**Set exercise 1**. According to the Geologic Mapping Hall of Fame page, at what age did Nelson Horatio Darton become an apprentice in his uncle's drug business?

**Article**.

───

Skip to main content
U.S. flag

An official website of the United States government

Geologic Mapping Hall of Fame

American scientist-explorers have been making geologic maps since before the Bureau's inception in 1879. Learn about some of the premier USGS geologists who, through their work, have done so much to shape our understanding of the geologic framework of the Nation.

Nelson Horatio Darton (1865-1948)

Photo of Nelson Horatio Darton (1865-1948), one of the first USGS geologic mappers and scientific photographers.
Photo of Nelson Horatio Darton (1865-1948), one of the first USGS geologic mappers and scientific photographers (Public domain).

Nelson Horatio Darton was born in 1865 in Brooklyn, New York. He was always interested in science and mathematics, and at the age of 13 he became an apprentice at his uncle’s drug business. While there, he soon became a practicing chemist. As a sideline, he became interested in geology and was hired by the USGS in 1886 after he met G.K. Gilbert, the Chief of the USGS Appalachian Division. He initially worked on a card catalogue of Appalachian geology but soon moved into geologic fieldwork. Darton began making geologic maps in West Virginia, Virginia, and Maryland.

Throughout his career he had an interest in understanding ground water and how it was influenced by geology. Darton did an impressive amount of mapping in New York, Texas, Arizona, New Mexico, South Dakota, Nebraska, Kansas, Wyoming, and Colorado.

───

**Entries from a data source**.

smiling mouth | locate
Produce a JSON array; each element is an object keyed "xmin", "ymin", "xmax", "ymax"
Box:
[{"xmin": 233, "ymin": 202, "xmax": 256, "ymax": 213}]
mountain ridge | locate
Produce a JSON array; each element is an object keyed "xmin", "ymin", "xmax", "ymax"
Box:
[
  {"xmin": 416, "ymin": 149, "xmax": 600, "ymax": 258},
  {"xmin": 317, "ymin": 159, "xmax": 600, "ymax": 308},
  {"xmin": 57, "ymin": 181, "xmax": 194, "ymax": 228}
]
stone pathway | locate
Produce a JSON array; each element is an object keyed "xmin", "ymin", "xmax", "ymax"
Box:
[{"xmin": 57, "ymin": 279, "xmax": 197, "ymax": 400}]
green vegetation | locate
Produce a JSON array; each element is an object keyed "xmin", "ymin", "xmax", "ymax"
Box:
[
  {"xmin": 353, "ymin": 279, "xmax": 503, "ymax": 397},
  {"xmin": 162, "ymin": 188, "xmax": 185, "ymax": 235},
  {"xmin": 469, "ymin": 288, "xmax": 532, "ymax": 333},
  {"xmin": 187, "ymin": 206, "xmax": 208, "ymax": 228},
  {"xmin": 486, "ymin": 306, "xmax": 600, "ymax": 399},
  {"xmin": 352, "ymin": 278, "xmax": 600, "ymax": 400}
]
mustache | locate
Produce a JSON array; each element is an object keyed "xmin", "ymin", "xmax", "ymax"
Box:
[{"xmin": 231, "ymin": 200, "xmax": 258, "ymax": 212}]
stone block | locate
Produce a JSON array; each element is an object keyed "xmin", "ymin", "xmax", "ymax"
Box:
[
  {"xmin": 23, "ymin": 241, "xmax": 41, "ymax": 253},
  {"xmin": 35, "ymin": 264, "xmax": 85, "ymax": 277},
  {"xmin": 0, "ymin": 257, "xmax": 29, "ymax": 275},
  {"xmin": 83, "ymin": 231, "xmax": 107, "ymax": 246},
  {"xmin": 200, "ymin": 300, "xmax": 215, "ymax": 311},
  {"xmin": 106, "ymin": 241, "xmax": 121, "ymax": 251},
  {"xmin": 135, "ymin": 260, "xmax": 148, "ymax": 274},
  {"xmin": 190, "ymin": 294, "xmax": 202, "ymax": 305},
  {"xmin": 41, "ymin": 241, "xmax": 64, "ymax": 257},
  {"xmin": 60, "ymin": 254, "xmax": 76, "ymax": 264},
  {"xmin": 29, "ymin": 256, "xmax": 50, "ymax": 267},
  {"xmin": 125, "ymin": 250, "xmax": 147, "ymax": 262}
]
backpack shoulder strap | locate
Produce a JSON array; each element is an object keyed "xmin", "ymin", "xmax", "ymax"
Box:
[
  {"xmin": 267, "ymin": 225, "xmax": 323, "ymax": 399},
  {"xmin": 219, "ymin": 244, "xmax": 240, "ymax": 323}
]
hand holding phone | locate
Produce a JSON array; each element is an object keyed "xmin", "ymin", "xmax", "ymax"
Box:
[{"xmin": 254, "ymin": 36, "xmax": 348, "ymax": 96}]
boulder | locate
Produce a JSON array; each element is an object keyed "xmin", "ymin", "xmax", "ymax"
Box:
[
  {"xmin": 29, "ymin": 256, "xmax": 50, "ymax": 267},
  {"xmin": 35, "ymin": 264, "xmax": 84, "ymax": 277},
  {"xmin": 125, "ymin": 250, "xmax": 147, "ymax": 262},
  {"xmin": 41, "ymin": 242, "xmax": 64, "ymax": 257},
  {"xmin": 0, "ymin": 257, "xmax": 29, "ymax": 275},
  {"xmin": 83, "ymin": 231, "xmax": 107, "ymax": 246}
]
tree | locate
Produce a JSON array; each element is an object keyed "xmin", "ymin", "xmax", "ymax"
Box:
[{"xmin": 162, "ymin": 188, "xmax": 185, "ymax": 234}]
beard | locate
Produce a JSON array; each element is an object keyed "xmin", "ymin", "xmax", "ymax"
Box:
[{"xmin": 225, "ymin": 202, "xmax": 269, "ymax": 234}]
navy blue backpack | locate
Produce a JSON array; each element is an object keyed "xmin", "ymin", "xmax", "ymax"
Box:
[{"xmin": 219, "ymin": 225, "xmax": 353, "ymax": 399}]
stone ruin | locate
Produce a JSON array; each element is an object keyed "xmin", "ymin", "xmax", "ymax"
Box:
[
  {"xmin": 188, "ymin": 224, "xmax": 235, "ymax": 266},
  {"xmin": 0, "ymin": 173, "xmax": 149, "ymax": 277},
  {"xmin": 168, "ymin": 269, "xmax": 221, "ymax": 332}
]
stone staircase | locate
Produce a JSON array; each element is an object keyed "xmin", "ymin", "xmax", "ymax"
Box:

───

**Set exercise 2**. Express the part of the entries that opens with the line containing "tree | locate" and closes with the last line of the entries as a JSON list of strings, one string per line, leaving out blank lines.

**Correct answer 1**. At 13.

**Correct answer 2**.
[
  "tree | locate",
  "Produce a JSON array; each element is an object keyed \"xmin\", \"ymin\", \"xmax\", \"ymax\"",
  "Box:",
  "[{\"xmin\": 162, \"ymin\": 188, \"xmax\": 185, \"ymax\": 234}]",
  "beard | locate",
  "Produce a JSON array; each element is an object keyed \"xmin\", \"ymin\", \"xmax\", \"ymax\"",
  "Box:",
  "[{\"xmin\": 225, \"ymin\": 202, \"xmax\": 269, \"ymax\": 234}]",
  "navy blue backpack | locate",
  "Produce a JSON array; each element is an object keyed \"xmin\", \"ymin\", \"xmax\", \"ymax\"",
  "Box:",
  "[{\"xmin\": 219, \"ymin\": 225, \"xmax\": 353, \"ymax\": 399}]",
  "stone ruin | locate",
  "Produce a JSON array; each element is an object keyed \"xmin\", \"ymin\", \"xmax\", \"ymax\"",
  "Box:",
  "[",
  "  {\"xmin\": 188, \"ymin\": 224, \"xmax\": 235, \"ymax\": 266},",
  "  {\"xmin\": 0, \"ymin\": 173, \"xmax\": 149, \"ymax\": 277},",
  "  {\"xmin\": 168, \"ymin\": 269, \"xmax\": 221, \"ymax\": 332}",
  "]",
  "stone staircase | locate",
  "Produce a JSON array; each element is an object keyed \"xmin\", \"ymin\", \"xmax\", \"ymax\"",
  "Box:"
]